*Your objective*. Transcribe every record exactly as it appears.
BEGIN Records to process
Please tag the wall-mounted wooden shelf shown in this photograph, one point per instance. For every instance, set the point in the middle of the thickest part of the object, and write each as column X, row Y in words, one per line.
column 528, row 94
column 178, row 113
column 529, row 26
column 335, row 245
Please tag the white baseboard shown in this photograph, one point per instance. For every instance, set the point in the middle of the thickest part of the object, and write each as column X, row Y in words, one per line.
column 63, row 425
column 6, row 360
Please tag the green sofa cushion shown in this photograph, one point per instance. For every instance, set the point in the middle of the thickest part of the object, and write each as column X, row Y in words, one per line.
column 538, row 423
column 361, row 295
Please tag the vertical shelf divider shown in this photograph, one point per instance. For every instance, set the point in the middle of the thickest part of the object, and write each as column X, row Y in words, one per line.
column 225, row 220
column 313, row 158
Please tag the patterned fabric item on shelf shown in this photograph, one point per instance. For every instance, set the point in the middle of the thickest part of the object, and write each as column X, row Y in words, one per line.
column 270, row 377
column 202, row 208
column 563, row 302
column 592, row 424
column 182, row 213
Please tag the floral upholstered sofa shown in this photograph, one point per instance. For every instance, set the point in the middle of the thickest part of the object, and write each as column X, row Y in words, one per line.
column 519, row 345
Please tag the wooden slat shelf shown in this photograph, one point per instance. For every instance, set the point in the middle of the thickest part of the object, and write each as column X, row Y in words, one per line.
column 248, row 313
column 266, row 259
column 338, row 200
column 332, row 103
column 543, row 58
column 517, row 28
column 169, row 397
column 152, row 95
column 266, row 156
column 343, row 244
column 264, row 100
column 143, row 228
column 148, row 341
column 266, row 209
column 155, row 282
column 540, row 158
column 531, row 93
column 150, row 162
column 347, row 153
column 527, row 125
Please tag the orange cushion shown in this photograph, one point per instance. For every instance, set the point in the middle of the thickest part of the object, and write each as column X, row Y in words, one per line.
END Records to process
*Solution*.
Please tag the wall-mounted wooden shelf shown in this photograph, one point per instance. For every instance, set the point in the middle of the thickest part of the object, and write each as column X, row Y in words, one per line.
column 528, row 94
column 178, row 113
column 529, row 26
column 335, row 245
Please tag the white baseboard shown in this photograph, one point per instance. For every instance, set the point in the middle of the thickest part of the object, and write each as column X, row Y in words, one per line.
column 63, row 425
column 6, row 360
Please tag the green sofa cushion shown in this photograph, one point per instance. For every instance, set the point in the middle of the thickest part of the object, and write each as column X, row Y in words, one per line.
column 538, row 423
column 361, row 295
Please tag the vertical shelf divider shown in this photograph, one point per instance. For every instance, set the point in the middle of the thickest part of the object, and write each as column X, row Y in words, one per line.
column 225, row 220
column 313, row 158
Please tag the patterned fabric item on shelf shown in this photograph, one point per instance. For every instance, set the point in the middle of the thickest part of the object, and write each as column X, row Y in words, one per line.
column 270, row 377
column 202, row 208
column 563, row 302
column 592, row 424
column 182, row 213
Please tag the floral upholstered sofa shown in this photograph, one point per instance. For every instance, set the point in the middle of the thickest part of the object, and write each as column X, row Y in words, one per line.
column 519, row 345
Please tag the wooden slat shelf shown in this photograph, one point per instance. For every instance, set the point in the middle of the thickest part of the object, and write each as column X, row Y in words, one per line.
column 248, row 313
column 266, row 259
column 338, row 200
column 332, row 103
column 543, row 58
column 517, row 28
column 169, row 397
column 152, row 95
column 266, row 156
column 343, row 244
column 264, row 100
column 143, row 228
column 148, row 341
column 266, row 209
column 155, row 282
column 540, row 158
column 531, row 93
column 150, row 162
column 347, row 153
column 527, row 125
Please tag the orange cushion shown in this photograph, one point per instance. For every instance, set the point in the middle of the thickest part of the object, and write each as column X, row Y in words, one per line.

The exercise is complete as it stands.